>>>

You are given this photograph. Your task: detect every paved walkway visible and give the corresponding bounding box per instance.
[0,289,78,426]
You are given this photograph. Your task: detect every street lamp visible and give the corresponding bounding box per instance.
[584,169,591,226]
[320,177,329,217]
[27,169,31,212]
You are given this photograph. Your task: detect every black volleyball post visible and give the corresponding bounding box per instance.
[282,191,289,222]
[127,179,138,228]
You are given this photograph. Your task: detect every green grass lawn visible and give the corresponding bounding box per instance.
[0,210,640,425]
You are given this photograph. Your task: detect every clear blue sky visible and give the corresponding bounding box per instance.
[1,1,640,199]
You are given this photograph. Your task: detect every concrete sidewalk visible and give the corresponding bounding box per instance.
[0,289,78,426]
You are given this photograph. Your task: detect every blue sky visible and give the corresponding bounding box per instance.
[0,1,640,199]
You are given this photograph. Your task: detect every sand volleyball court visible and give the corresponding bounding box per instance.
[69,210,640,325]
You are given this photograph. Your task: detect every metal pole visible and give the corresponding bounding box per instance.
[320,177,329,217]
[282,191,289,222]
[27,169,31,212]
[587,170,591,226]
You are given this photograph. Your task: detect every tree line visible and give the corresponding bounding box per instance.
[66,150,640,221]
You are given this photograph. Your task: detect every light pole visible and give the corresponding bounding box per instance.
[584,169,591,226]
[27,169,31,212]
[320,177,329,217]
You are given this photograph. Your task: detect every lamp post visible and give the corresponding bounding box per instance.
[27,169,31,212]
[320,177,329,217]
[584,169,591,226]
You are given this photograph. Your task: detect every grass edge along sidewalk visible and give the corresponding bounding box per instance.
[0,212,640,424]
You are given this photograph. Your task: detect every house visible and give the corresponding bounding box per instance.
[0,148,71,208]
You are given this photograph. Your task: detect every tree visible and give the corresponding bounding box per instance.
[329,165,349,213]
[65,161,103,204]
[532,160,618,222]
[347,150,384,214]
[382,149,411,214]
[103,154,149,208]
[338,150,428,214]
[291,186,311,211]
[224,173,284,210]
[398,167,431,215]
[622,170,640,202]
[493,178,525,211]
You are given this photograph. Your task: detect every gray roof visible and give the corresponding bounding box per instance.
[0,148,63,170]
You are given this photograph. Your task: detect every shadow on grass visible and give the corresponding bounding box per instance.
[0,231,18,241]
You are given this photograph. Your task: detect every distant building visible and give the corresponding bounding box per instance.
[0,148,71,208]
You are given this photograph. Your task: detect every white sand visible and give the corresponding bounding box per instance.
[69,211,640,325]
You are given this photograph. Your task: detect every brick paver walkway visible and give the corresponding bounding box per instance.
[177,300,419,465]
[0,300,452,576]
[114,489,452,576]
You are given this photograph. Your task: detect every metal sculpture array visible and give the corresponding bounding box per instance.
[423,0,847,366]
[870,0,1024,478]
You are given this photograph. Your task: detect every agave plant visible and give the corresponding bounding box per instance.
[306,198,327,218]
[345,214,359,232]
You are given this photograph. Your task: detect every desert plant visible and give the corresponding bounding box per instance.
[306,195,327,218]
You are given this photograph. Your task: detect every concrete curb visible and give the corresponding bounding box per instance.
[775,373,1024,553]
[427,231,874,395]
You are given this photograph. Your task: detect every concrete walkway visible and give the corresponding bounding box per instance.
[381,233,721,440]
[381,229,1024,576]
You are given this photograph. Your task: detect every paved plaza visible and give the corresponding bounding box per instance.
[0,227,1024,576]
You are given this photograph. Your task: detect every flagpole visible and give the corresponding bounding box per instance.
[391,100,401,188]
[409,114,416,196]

<<<

Brief ▸ Could you rewrite everything from the start of the listing down to the line containing "[0,212,640,424]", with "sidewalk" replaced by "footpath" and nothing else changed?

Worked answer ▸
You are given this photograph. Your task: detect every paved walkway visible and give the corresponding bounding box per instance.
[0,289,78,426]
You are given this photograph. Your task: detect every street lamp visible and give the corresponding bounding box per instance.
[584,169,591,226]
[320,177,329,217]
[27,169,31,212]
You are given this photograph. Your task: detect every black volleyball post visible and give the corresponding bounding box per instance.
[282,191,289,222]
[127,179,138,228]
You are given this photograph. Your task: detect every green grass lawn visible and give the corresponding bounding box per instance.
[0,210,640,425]
You are given this photograph. Your task: detect every clear blue sky visible and give the corresponding bounding box per instance.
[1,1,640,199]
You are given this photograph. Your task: detect every concrete footpath visible and give the corresponding bounding box per instance.
[0,289,78,426]
You are given this photograph. Your task: detect every blue sky visible and give the corresponding bounding box per instance.
[0,1,640,199]
You are given this photograph. Your task: detect every sand volleyball court visible and give the corresponding bounding box per instance.
[69,210,640,325]
You are given this photograph. Your task: detect every metal pole visible and give the corresponding bounding box per instance.
[320,177,329,217]
[282,191,289,222]
[27,169,31,212]
[587,170,591,226]
You are given this photograph. Your task: detect every tree line visible and give the corresponding bounding box per instance.
[66,150,640,221]
You are given this photograph. Your task: detect every light pole visible and give the corresponding bounding box per instance.
[584,169,591,226]
[27,169,31,212]
[320,177,329,217]
You are given this photograph. Your task: detect every lamp post visible and give the corresponding bounding box per instance.
[27,169,31,212]
[320,177,329,217]
[584,169,591,226]
You are given this photograph. Your task: detect every grass edge along footpath visible and give the corresponding bounding box per instance.
[0,212,640,424]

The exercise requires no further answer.